EXERCISE DIRECTIONS: An exact copy of all records is expected, minus the images.

STORED DATA:

----------

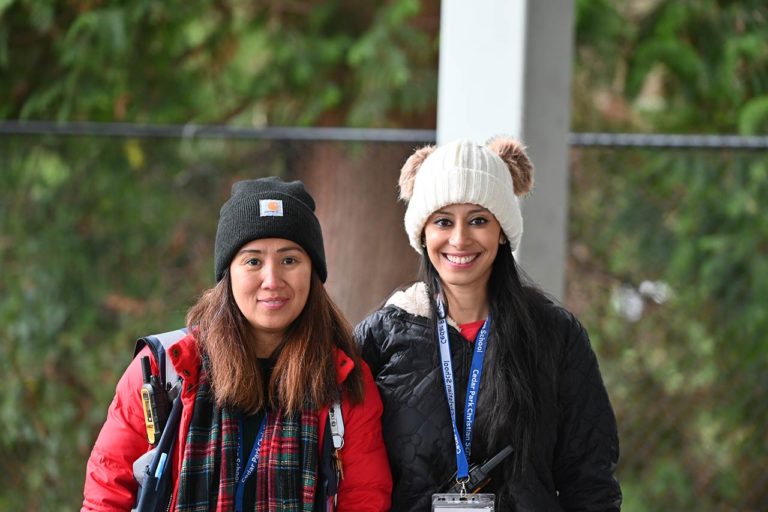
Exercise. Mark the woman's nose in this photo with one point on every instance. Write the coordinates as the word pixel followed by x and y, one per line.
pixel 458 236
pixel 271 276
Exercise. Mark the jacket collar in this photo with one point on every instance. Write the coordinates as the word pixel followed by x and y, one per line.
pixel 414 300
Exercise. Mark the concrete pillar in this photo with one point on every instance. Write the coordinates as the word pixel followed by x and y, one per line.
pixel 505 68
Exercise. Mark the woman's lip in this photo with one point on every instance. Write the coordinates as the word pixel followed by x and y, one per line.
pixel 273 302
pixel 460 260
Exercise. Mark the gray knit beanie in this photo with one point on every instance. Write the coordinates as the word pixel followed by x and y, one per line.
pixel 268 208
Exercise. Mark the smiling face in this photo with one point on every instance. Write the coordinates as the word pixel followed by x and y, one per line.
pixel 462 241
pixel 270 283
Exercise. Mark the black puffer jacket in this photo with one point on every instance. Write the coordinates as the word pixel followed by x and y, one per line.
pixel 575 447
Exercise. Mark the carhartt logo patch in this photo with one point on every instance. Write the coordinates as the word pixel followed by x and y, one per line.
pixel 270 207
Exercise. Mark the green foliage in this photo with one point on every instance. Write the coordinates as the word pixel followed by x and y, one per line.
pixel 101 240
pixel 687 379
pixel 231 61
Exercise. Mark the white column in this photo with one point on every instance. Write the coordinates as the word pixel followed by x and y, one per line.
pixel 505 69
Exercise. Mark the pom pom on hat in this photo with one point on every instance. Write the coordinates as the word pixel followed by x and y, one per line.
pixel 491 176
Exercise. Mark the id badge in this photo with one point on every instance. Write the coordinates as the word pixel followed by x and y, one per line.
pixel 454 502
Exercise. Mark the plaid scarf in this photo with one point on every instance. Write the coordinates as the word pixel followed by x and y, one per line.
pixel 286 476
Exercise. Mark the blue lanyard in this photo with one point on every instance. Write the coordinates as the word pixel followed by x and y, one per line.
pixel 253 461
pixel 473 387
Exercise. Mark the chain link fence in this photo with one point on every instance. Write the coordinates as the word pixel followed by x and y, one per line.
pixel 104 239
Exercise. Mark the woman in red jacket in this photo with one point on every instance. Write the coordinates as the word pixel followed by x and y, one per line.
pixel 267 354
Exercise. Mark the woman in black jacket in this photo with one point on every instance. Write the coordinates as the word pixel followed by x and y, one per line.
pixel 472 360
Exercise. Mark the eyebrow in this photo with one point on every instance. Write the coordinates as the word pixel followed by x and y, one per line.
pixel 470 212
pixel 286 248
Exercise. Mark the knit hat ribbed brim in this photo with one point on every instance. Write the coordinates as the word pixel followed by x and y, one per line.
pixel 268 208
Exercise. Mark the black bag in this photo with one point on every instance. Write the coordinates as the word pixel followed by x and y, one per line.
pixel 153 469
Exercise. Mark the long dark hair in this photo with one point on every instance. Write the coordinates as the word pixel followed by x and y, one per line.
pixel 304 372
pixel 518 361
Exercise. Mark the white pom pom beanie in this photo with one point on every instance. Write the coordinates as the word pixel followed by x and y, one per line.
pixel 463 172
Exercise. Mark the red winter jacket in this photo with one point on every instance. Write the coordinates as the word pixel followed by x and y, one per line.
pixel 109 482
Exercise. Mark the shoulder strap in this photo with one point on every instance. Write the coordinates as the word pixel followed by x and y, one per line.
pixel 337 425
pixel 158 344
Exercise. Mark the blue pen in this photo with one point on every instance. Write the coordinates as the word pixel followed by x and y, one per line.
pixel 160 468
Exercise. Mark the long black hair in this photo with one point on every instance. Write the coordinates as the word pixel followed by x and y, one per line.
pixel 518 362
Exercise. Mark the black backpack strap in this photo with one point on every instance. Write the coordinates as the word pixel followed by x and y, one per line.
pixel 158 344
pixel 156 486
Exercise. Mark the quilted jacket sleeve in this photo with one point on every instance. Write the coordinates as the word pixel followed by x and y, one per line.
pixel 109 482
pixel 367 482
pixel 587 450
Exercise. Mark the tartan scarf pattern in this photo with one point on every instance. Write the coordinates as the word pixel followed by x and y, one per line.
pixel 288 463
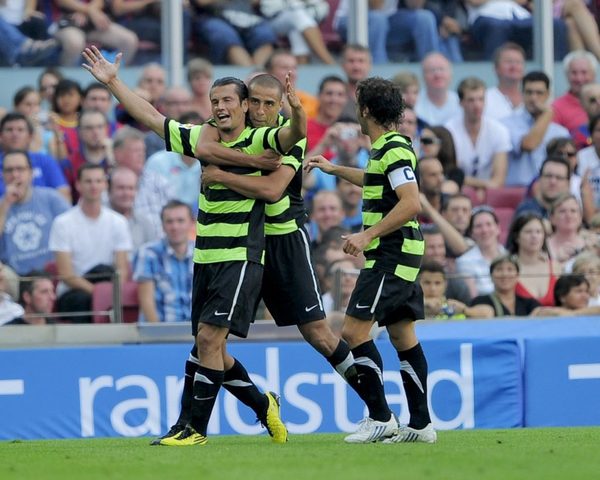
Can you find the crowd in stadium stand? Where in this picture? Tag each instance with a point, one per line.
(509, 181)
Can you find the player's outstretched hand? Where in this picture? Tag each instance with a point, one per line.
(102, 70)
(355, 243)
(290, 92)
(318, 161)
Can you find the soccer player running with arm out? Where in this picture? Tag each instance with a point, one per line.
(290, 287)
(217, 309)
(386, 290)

----------

ANSWER FOR THIS EXERCISE:
Exercise. Mark the woman's nose in this photo with one point on every instance. Write the coordinates as the word pixel followed by x and y, one per line.
pixel 458 236
pixel 271 276
Exercise. Mark the jacket collar in this photo with one point on every instance. Write the coordinates as the word pixel followed by x and y, one per line.
pixel 414 300
Exercise. Mark the concrete pillar in this photo with one point on every instance. Write the coordinates as the word pixel followed by x and y, one per line.
pixel 505 68
Exercise. Mark the woman's lip in this photo with one point on every instance. Write the coordinates as the word pixel followed by x and y, one per line.
pixel 273 302
pixel 460 260
Exercise. Mark the gray knit beanie in this photo with one point on every instance. Write the coordinates as the word pixel followed by x and y, one per line.
pixel 268 208
Exercise. Mark the smiling face in this photo with one point on every instance. Write the coordinates as the word pixel followed by x and y, one per line.
pixel 462 241
pixel 270 283
Exercise. Mark the black puffer jacket in this photo with one point on every instance. Write the coordinates as the word pixel followed by x and y, one per line.
pixel 575 447
Exercise. Mark the carhartt logo patch in this photo with one point on every instance. Write the coordinates as the word pixel followed by x and y, one per line.
pixel 270 207
Exercise. Mark the green foliage in this photo with one point on every instance. Write the coordinates as the word pixel followed by x and y, one per line.
pixel 101 240
pixel 687 379
pixel 231 61
Exercise. Mark the white column in this photo with one point on every instance. Write the coordinates as the word pixel followed by x and y, one per line.
pixel 505 69
Exercise. Mark the pom pom on hat in this photo with one point on every instance. Write the coordinates as the word pixel followed by x and y, one per line.
pixel 491 176
Exercise. Mark the id badge in this photo with one point on every instance. Write the coordinates as the word pixel followed by x and y, one per line.
pixel 454 502
Exercise. Mark the plaid scarf in this photo with one point on every instance. Write the coordinates as the word pixel followed by x and y, one per line.
pixel 286 476
Exercise. Mark the blue lanyard in this photo with one point on every instance. Write the coordinates as the word pixel followed by x and y, one per line.
pixel 253 461
pixel 473 387
Exercise. Mark the chain link fence in this photo with one point on every instance. Write the coordinates as the word pixel followed by x and y, one per line.
pixel 104 239
Exercise. Mark the woman in red jacket in this photo with one point on every instance. Write the coordinates as the word pixel followed by x and y, one per line.
pixel 267 354
Exercise. Mark the woman in black jacket in this photo with one point on every instance. Write the coordinates as the word pixel followed by x and y, one per line.
pixel 472 360
Exercise. Mark the eyebrow in this photo with one point on every instance. Write the coordinates as the word pixel followed by x and y, one per line.
pixel 470 212
pixel 286 248
Exercise. Mark the knit hat ribbed brim in this photo with one point on every instance. Write the coordinates as the word pixel followed by x and y, one per line.
pixel 268 208
Exercise. Mark the black bag in this photo with one point on every instance. Write the coordinates as the word pixel followed by x and y, one per line.
pixel 153 469
Exercise. Mark the long dark hair in this photo with one point on every instance. Write the coordinates as the word pixel followed by x and y, one per line.
pixel 304 372
pixel 518 361
Exercise. Mark the white pom pom beanie in this photo with one point on every instance. Write the coordinates as the word pixel followed by x and y, one per line.
pixel 463 172
Exercise. Mark the red winter jacket in this photo with one point on every instance. Write the coordinates as the word pixel followed by x and y, one per line.
pixel 109 482
Exercise. Mark the shoulder strap in this photo with one point on every instance. Write the coordinates as the word pixel followed by x and y, one per line.
pixel 337 425
pixel 158 344
Exercise. Mark the blue pen in this photo with one point on every instance. Write the coordinates as the word pixel followed by x and y, one per line.
pixel 160 468
Exercise. Mark the long black hair in this photo with one point on every instance. Write the coordinates as the word pixel followed by x and y, one per line.
pixel 518 362
Exercise. Mark the black backpack strap in this photo with one point on every instance. Write the coordinates as the word pixel followed by x and y, one per line.
pixel 158 344
pixel 156 486
Exercise. Mark the quilted jacket sleeve in this photo with one point on every instance. Write the coordinates as the word pixel followed by x and y, one per line.
pixel 109 482
pixel 367 482
pixel 587 450
Exercise. Mark the tartan scarf pattern in this photo with one point on every instance. Write the coordinates as the word pixel followed by x and y, one per line.
pixel 288 463
Can you find the crowd in stadium stand? Where in this picture? Tag each instance with a point, one per line.
(509, 181)
Can you find the player's outstretched hand? Where in this picture? Tag each instance with a point, one per line.
(102, 70)
(355, 243)
(290, 92)
(318, 161)
Can you find the soccer player running with arm out? Where in this picture? Tag each instance with a point, one per line.
(290, 287)
(217, 309)
(386, 290)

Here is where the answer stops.